[[ Extract to read, beginning ]]

Many years later, Larry's younger brother became the preacher of Hill Street Baptist Church.

In the picture see the fire escape ladder coming from the two class rooms on the second floor? One time a boy named Van rammed my head into the fire escape at ground level and it took about 8 stitches to sew me up. It was right in the center of my head, I looked kind of like Frankenstein's Monster for several years until the scar finally went away. If I look closely, I can still see a hint of it.

Van died about ten years ago. He was a diabetic. He died because he went to the hospital to have a leg amputated and they removed the wrong leg which caused complications.

His brother died last month at age 78 because he got fed up with all the medications he was taking and threw them all out.

Once, when I was in about the 3rd or 4th grade a boy and girl from Poland came in the middle of the year and were enrolled. The spoke with a strong accent. They just were different from us. Not different bad, just different. If most of the kids wore denim or corduroy, they wore what looked like dressed pants. This was not long after World War II, so I would think they were refugees. They were in school over a year and one day they just quit coming.

Mrs. Whitehead, the principal, called me out of class and asked me if I knew where the Polish boy and girl lived. I said I did. I was pretty much all over the area. She asked, or told, me to go to their house and see why they haven't been at school. Which I did. The house was empty. They vamoosed. I remember it was pouring down raining. And what is even more strangely, their house, by the railroad tracks were only about three blocks from the rooming house Mrs. Whitehead lived in. Why send an 8 year old to do a job of a grown up, when it was just down the street form where she lived? One of my puzzles.

When Van rammed me against the fire escape Miss S carried me to the teacher's lounge and padded and kept a towel on my head. She had my head in her lap. I found out how nice and soft unrelated women can be. We stayed in that position until my Daddy could get there in his police chief's car to rush me to the hospital.

Darn! I was enjoying using her thighs as a pillow.

Miss S one time had me walk to her apartment with her after school. She had caught a pigeon that somehow got in her room and she wanted to give to me. She had it in a box for me and I carried it home. We lived in an older house and had a non-working bathroom on the back porch.... actually, we haven't tried using it since my parents had one built inside the house. I kind of treated the bathroom on the back porch as a secret hideout or a private den. I put the pigeon in there, had bread crumbs all over the place and water.

[[ Extract to read, end ]]
[[ Data provided, beginning ]]

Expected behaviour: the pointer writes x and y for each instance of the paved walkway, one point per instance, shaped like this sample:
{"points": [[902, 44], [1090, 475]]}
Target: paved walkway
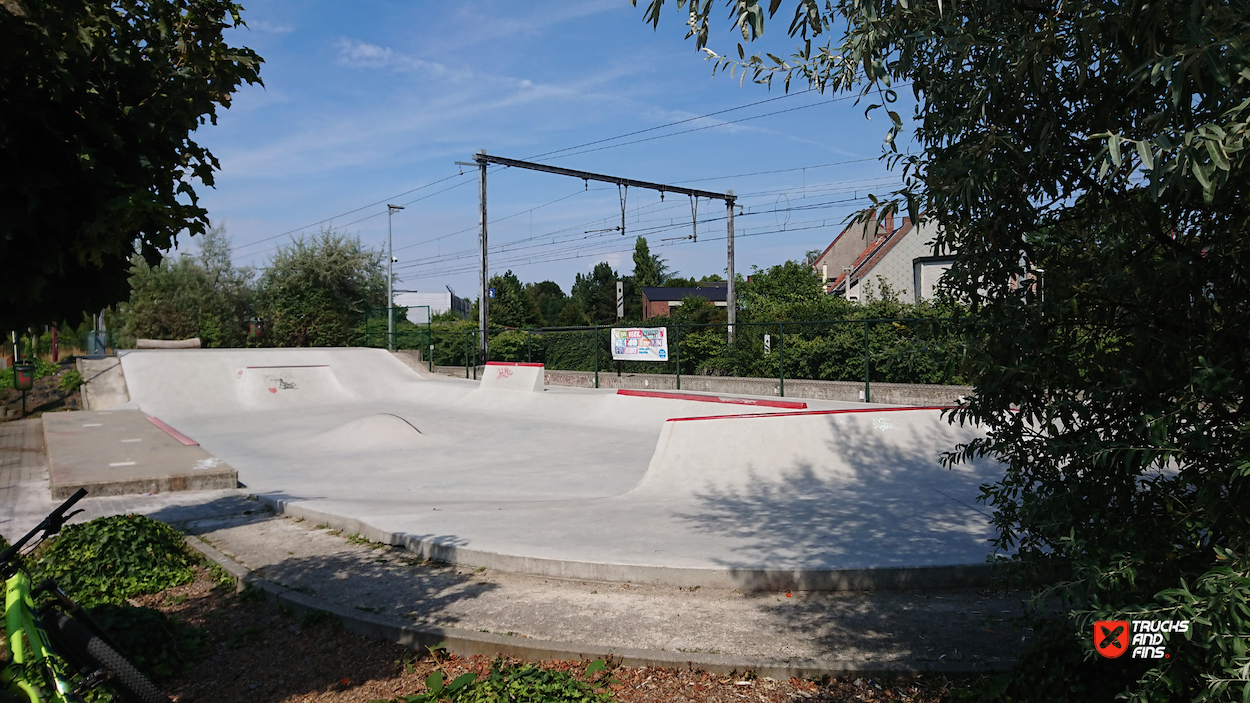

[[ Data provided, end ]]

• _Action item 1_:
In the memoir, how many stitches did the head injury from the fire escape require?
• _Action item 2_:
From the memoir, reproduce the passage starting at "Miss S one time" and ending at "place and water.".
The data comes from a different source than the memoir.

• _Exercise result 1_:
It took about 8 stitches.

• _Exercise result 2_:
Miss S one time had me walk to her apartment with her after school. She had caught a pigeon that somehow got in her room and she wanted to give to me. She had it in a box for me and I carried it home. We lived in an older house and had a non-working bathroom on the back porch.... actually, we haven't tried using it since my parents had one built inside the house. I kind of treated the bathroom on the back porch as a secret hideout or a private den. I put the pigeon in there, had bread crumbs all over the place and water.